Given passage
#1 Thankfully we ignored Abie Nathan's calls on Voice of Peace radio
It was 1973 and I was on Kibbutz Saad in the Negev.
Yom Kippur was just over and in a few minutes I was supposed to go over to the bomb shelter to help clear it out. The nightmarish war was well underway and many had already been called up and left Saad before the fast ended.
I flipped on my radio trying to get some news about the war and there was someone on in English urging the soldiers to put down their weapons. Not to fight. I thought it was an Arab station. But it wasn't. It was Abie Nathan on the Voice of Peace.
On August 2, 1995 I asked him about it:
IMRA: Did you ever get any flack from people who remember that you called for soldiers to put down their arms at the start of the Yom Kippur War?
Nathan: "We asked for people on both sides to put down their weapons and many people still remember it. I know many Egyptians who tell me that they heard the broadcast. I was broadcasting off of Port Said. We had just started broadcasting on the ship. It was on Yom Kippur and all the [Israeli] radio stations were silent. Since I was off of Port Said I was really among the first to know that the war had started.
"No one thought there was anything wrong with calling for the soldiers not to fight. If the soldiers on both sides had only listened to me it would have left the war for the generals to fight."
But he wasn't calling in Arabic. It was in English.
And while some Egyptians may have heard him. his audience was overwhelmingly Israeli.
Thank God no Israeli soldier heeded his call.

Data for processing
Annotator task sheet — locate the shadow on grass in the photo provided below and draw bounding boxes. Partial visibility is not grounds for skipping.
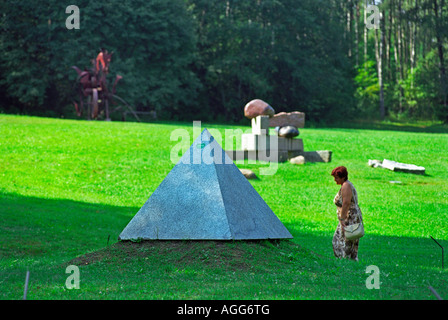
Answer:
[0,194,448,299]
[0,193,139,261]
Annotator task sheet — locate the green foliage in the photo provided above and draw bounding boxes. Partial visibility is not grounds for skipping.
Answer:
[0,115,448,300]
[0,0,199,117]
[0,0,353,121]
[402,49,448,120]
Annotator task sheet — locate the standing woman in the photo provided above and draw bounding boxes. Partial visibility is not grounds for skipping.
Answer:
[331,166,362,261]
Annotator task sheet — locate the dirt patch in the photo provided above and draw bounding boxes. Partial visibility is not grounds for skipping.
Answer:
[69,240,312,270]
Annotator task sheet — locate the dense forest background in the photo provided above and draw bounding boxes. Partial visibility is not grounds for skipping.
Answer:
[0,0,448,122]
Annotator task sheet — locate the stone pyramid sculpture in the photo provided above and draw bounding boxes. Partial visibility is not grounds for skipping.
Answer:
[119,129,292,240]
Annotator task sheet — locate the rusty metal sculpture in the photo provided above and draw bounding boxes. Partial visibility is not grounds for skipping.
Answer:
[72,48,140,121]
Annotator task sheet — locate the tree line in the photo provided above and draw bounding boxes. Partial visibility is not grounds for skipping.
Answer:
[0,0,448,122]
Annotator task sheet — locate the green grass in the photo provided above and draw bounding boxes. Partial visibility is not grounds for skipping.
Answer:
[0,115,448,299]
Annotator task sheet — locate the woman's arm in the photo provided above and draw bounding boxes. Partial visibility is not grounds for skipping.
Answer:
[341,183,352,223]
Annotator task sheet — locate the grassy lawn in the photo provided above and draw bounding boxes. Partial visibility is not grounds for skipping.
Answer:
[0,115,448,299]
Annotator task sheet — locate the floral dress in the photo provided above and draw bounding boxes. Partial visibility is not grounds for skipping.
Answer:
[333,180,362,261]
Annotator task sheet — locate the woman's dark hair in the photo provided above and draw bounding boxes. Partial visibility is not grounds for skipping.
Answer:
[331,166,348,181]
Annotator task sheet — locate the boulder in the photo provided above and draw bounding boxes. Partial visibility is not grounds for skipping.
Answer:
[278,126,299,138]
[244,99,275,119]
[269,111,305,128]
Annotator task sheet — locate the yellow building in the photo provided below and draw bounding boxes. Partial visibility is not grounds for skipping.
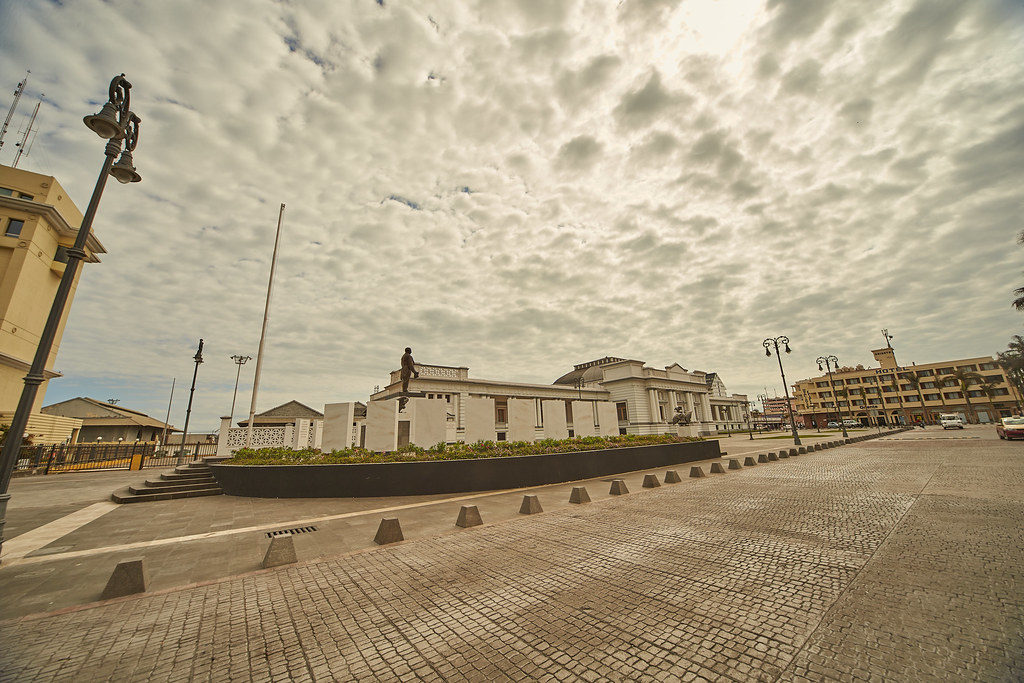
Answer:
[0,166,105,442]
[793,347,1021,427]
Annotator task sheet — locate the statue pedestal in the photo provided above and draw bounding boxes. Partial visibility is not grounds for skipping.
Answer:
[676,425,700,438]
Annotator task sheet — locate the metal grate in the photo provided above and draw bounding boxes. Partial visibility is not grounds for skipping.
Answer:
[266,526,316,539]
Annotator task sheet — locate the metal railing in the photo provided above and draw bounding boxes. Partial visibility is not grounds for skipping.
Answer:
[14,443,217,474]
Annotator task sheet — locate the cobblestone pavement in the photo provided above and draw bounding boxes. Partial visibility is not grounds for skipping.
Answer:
[0,432,1024,681]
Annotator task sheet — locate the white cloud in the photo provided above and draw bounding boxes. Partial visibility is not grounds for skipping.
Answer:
[0,0,1024,428]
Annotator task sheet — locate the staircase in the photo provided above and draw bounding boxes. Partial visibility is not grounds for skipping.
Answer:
[111,458,224,503]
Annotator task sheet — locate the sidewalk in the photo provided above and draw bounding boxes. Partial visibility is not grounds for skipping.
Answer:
[0,432,1024,681]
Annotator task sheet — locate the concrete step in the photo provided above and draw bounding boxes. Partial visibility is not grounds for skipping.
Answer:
[160,472,212,481]
[111,486,224,503]
[128,478,217,496]
[174,463,210,474]
[145,476,217,487]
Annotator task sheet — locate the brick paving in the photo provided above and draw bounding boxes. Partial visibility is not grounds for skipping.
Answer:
[0,434,1024,681]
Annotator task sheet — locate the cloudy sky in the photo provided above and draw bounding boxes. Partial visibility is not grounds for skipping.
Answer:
[0,0,1024,429]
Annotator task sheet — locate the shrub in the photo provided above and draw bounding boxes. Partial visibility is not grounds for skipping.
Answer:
[224,434,703,465]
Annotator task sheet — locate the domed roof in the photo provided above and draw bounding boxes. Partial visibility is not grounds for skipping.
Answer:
[552,355,626,386]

Exercise instructions
1. Answer these questions from the piece about Abie Nathan's Voice of Peace broadcast.
(a) On which kibbutz was the writer staying in 1973?
(b) On what date did the writer ask Nathan about the broadcast?
(c) Off which port was Nathan broadcasting when the war began?
2. Rewrite the records from their start through the line containing "[0,193,139,261]", swapping "shadow on grass" for "patch of shade" and keeping everything else the same. Leave the picture out.

Exercise solutions
1.
(a) Kibbutz Saad in the Negev
(b) August 2, 1995
(c) Port Said

2.
Annotator task sheet — locate the patch of shade in the photo provided below and draw bounding boxes. Partial visibility is not grounds for skipping.
Answer:
[0,194,448,299]
[0,193,139,261]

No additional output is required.